The previous post (https://bit.ly/3UrTkKa) was headlined Desperate times require desperate measures. When it comes to measuring the value of Talent, the opposite may be true, simply getting rid of the most expensive people may lose value in excess of the cost savings.


For metrics in Challenging Times let’s consider the simple impact of RIFs (Reduction in Force). Highly experienced workers generally have the most expensive domain knowledge and know-how talent. Many hedge-fund buyouts (“LBOs”) look to sharply reduce short-term operational costs represented by talent costs. (Twitter Layoffs for example) The ‘sharp reaction’ is to use the simple metric of cost to decide who to RIF (ignoring likely issues of ageism and related). The ‘value’ of talent is not taken seriously enough. The individual productivity of Talent is seen as almost a political favoritism rather than a time-weighted value to the enterprise.


R&D


Cutting research and development expenses are often cuts to talented staff. Instead of destroying the ongoing value of the staff, can a major chunk be redirected to customer-focused work for the duration of the challenging period? The talent development benefits of such an activity can’t be overstated. While the redirection isn’t always successful, RIFs can always be performed later. Its likely development work will be improved by closer customer interactions.


IT


Information technology talent is an ongoing cost in many enterprises. Newer demands for security, remote work infrastructure, and generational projects (e.g. moving to the cloud) have increased talent costs (employee or contractor) for years. Fattened budgets for BAD Projects (http://bit.ly/3OTO3tQ), infrastructure networks, and Internet-facing applications have expanded talent costs. The variation in talent productivity is very high in information technology positions and isn’t necessarily correlated with direct talent costs. The lack of correlation is due to wage-scale compression, historically high productivity (and crucial function support for systems of record), and industry fads. Short recommendation – The optimal cuts to information technology talent may not be in ‘the obvious’ areas and need to be done with a deeper look at value and contribution.

● Directions for this task
Quote the passage on talent cuts in challenging times word for word, starting with "Information technology talent is" and going on through "value and contribution.".

● A block of data
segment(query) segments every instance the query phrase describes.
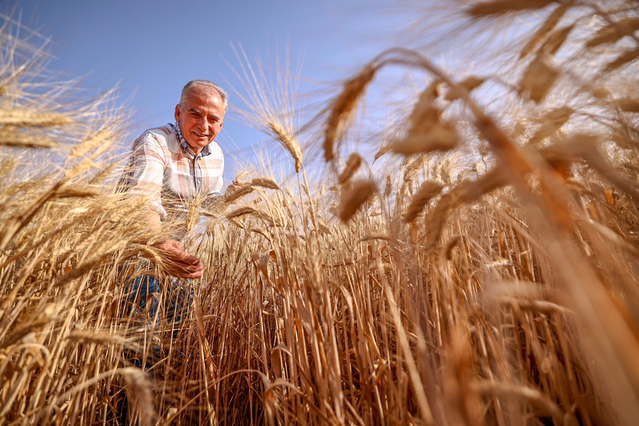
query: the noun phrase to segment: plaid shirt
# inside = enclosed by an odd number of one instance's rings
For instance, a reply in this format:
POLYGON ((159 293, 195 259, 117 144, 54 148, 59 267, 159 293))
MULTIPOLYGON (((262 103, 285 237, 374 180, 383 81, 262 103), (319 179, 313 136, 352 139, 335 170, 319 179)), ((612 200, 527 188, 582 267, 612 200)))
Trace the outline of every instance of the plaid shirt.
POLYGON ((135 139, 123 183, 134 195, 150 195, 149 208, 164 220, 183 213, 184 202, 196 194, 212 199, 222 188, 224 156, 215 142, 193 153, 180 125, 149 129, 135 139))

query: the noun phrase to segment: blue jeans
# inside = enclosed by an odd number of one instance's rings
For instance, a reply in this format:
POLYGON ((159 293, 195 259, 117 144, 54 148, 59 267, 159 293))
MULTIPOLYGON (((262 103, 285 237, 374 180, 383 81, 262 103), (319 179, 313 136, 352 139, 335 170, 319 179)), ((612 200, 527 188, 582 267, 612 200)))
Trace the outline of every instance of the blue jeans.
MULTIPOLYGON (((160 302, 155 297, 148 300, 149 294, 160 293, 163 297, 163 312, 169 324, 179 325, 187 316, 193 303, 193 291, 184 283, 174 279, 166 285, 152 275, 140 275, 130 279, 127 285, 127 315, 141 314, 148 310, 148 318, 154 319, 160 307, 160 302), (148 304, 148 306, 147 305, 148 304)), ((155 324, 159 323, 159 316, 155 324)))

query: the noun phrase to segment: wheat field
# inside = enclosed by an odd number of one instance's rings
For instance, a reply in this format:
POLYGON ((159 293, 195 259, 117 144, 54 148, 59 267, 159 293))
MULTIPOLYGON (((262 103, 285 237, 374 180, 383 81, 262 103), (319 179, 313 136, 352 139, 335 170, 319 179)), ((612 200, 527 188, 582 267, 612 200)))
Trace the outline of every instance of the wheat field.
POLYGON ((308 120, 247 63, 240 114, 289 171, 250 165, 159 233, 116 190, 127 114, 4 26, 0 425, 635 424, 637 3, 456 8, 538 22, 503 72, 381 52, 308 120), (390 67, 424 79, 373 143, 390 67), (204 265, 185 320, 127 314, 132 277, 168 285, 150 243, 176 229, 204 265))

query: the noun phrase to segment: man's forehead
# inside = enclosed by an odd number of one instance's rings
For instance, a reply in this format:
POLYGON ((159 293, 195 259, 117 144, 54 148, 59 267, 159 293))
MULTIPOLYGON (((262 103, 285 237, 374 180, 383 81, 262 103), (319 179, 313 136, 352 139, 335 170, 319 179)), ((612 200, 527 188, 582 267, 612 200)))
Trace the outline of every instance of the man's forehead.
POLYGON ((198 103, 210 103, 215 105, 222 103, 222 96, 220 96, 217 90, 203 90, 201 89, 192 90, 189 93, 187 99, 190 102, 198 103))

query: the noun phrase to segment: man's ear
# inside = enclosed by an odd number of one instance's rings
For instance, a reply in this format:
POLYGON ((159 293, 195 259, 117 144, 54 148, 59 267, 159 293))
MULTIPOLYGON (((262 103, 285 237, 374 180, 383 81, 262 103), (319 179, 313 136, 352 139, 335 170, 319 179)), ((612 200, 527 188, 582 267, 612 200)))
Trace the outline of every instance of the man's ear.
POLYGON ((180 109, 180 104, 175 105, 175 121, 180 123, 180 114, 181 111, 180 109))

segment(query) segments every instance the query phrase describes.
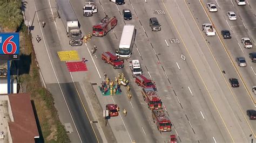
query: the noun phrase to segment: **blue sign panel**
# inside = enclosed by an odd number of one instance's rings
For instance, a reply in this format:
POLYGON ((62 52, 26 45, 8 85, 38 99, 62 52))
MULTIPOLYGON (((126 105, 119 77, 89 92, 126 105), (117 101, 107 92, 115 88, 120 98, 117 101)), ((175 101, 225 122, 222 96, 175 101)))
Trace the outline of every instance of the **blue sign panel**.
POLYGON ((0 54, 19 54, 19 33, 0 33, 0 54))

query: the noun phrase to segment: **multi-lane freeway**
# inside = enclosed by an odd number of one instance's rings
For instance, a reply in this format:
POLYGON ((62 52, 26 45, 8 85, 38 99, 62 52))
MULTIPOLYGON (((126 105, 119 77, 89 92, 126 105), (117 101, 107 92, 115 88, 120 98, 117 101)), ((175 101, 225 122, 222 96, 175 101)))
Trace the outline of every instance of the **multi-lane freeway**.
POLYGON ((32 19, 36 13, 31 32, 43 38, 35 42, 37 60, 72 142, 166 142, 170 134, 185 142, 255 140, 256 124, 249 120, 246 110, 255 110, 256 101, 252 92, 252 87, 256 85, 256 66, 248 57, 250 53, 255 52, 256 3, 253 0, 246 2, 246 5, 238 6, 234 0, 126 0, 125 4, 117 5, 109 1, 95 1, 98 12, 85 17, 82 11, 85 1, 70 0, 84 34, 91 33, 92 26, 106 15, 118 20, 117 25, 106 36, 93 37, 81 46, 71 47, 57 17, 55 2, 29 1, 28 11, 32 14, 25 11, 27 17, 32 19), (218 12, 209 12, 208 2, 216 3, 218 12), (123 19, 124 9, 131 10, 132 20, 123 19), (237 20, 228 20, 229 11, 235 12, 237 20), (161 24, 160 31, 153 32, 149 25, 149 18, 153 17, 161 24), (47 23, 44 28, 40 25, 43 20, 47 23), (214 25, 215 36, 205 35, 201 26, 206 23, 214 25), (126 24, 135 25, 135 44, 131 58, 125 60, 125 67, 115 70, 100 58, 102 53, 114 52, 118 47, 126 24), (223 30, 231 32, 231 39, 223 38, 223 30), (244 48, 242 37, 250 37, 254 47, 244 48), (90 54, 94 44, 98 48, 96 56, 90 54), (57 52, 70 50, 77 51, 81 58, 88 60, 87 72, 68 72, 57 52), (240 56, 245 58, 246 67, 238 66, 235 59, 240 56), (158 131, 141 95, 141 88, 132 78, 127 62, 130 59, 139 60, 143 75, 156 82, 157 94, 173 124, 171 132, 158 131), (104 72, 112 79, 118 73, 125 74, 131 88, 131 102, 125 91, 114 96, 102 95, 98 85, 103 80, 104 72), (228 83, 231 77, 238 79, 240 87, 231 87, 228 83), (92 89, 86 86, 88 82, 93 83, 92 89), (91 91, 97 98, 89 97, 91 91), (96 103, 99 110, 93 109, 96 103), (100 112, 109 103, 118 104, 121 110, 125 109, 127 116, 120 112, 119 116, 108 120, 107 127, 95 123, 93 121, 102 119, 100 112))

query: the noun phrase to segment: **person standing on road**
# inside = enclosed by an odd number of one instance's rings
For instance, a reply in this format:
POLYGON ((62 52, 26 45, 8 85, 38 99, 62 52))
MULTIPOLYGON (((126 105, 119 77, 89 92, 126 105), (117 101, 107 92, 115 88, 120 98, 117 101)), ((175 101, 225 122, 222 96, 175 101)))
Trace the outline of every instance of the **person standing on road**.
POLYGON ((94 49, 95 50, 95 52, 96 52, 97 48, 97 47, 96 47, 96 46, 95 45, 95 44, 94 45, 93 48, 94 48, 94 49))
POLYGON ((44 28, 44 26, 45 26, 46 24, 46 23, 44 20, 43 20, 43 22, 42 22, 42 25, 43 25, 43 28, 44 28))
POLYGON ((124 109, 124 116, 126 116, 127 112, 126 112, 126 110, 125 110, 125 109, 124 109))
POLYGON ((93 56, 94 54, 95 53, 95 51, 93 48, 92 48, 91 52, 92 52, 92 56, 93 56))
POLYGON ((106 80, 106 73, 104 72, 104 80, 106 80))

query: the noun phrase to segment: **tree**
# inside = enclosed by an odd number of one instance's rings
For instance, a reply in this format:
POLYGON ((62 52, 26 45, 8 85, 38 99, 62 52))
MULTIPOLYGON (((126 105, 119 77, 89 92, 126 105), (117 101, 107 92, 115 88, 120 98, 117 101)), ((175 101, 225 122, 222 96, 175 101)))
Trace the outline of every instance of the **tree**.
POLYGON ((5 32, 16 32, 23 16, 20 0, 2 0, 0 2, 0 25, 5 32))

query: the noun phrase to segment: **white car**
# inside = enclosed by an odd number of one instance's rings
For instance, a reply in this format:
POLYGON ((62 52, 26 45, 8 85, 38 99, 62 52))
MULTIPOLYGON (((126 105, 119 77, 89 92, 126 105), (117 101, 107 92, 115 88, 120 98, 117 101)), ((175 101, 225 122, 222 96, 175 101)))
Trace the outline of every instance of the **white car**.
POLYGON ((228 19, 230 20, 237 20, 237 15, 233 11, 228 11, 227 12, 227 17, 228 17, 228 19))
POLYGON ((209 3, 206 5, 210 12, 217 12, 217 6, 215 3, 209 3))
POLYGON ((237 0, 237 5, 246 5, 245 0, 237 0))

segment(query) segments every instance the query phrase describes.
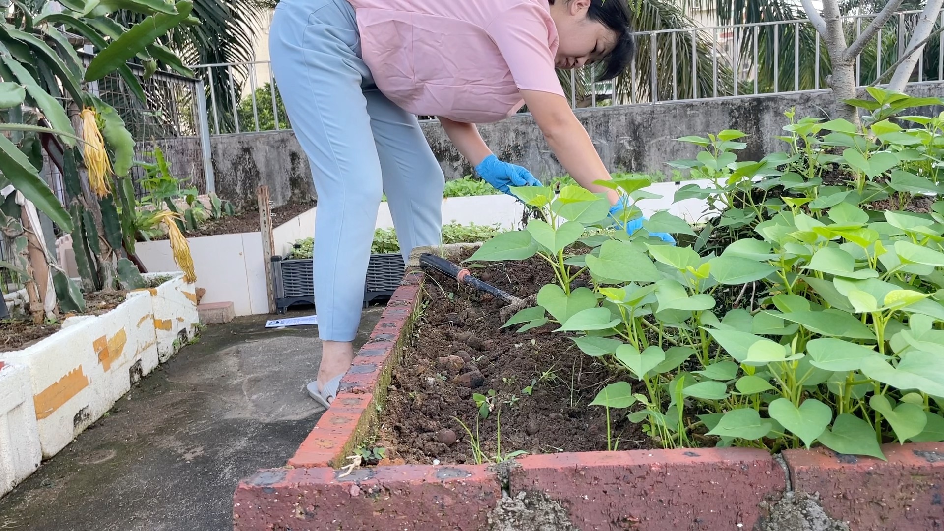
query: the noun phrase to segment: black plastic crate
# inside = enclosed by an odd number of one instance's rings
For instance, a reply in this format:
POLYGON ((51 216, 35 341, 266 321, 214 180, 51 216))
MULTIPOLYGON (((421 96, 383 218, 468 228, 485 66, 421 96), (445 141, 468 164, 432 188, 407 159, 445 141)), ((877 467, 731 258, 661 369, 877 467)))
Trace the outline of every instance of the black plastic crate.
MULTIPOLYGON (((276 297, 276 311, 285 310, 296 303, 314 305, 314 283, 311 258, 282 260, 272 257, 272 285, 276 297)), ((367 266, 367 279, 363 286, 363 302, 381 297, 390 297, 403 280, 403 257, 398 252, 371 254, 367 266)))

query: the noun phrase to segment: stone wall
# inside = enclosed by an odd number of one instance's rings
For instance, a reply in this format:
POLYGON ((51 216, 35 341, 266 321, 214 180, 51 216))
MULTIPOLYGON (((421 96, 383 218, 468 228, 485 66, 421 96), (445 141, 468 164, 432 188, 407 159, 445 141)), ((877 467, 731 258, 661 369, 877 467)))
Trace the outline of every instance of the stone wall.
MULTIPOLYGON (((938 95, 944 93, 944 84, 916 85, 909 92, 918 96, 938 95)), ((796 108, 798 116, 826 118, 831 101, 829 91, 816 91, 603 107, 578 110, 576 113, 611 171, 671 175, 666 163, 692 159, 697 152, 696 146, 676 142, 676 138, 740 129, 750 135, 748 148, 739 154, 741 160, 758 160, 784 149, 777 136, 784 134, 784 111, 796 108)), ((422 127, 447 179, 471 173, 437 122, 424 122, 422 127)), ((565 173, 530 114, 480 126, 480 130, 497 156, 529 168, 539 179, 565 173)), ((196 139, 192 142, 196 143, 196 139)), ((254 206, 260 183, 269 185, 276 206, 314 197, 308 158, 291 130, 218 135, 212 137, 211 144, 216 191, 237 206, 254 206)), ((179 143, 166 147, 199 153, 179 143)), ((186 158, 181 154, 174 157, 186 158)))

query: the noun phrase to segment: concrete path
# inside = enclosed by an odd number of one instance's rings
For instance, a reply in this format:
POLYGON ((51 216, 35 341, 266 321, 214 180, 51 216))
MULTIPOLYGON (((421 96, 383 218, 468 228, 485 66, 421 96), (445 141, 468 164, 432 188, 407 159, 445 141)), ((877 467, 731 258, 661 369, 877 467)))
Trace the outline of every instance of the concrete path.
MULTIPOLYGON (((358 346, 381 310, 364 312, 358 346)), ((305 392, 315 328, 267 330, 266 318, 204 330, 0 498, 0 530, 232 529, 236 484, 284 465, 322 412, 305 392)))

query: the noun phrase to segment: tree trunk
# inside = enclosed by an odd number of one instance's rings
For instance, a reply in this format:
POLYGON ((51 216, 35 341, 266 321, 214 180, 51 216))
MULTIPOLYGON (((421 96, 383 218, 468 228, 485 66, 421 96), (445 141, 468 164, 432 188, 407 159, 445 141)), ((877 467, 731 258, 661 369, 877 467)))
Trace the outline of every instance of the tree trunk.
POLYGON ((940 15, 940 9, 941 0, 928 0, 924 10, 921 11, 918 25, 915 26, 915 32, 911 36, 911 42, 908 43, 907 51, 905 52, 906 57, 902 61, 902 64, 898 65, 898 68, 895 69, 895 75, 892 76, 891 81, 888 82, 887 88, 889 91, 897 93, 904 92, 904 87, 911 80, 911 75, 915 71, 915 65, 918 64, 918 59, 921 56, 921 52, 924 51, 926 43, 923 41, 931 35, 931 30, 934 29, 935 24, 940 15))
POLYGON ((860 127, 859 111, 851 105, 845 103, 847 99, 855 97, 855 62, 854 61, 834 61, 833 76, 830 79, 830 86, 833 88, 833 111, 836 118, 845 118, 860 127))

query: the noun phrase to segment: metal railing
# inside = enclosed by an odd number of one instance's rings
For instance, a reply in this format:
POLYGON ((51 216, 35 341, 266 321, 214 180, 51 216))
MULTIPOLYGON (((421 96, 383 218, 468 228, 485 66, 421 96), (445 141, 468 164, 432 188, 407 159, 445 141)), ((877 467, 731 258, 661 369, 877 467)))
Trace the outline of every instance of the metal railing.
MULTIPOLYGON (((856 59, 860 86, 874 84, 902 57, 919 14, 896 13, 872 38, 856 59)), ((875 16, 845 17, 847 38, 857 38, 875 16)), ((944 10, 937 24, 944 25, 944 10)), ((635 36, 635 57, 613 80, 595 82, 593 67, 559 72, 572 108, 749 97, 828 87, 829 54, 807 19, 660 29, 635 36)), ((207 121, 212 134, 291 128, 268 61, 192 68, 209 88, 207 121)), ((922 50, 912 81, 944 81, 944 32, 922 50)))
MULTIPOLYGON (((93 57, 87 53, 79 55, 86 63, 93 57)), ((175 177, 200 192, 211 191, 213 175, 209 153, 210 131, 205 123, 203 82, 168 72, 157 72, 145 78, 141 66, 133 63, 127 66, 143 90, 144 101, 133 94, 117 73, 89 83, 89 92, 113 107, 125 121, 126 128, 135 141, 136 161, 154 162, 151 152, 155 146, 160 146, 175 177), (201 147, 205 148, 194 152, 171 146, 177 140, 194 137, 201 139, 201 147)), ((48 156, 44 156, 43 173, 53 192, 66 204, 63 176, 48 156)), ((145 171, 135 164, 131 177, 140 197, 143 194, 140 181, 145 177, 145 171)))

● Result of this task
Information technology talent is an ongoing cost in many enterprises. Newer demands for security, remote work infrastructure, and generational projects (e.g. moving to the cloud) have increased talent costs (employee or contractor) for years. Fattened budgets for BAD Projects (http://bit.ly/3OTO3tQ), infrastructure networks, and Internet-facing applications have expanded talent costs. The variation in talent productivity is very high in information technology positions and isn’t necessarily correlated with direct talent costs. The lack of correlation is due to wage-scale compression, historically high productivity (and crucial function support for systems of record), and industry fads. Short recommendation – The optimal cuts to information technology talent may not be in ‘the obvious’ areas and need to be done with a deeper look at value and contribution.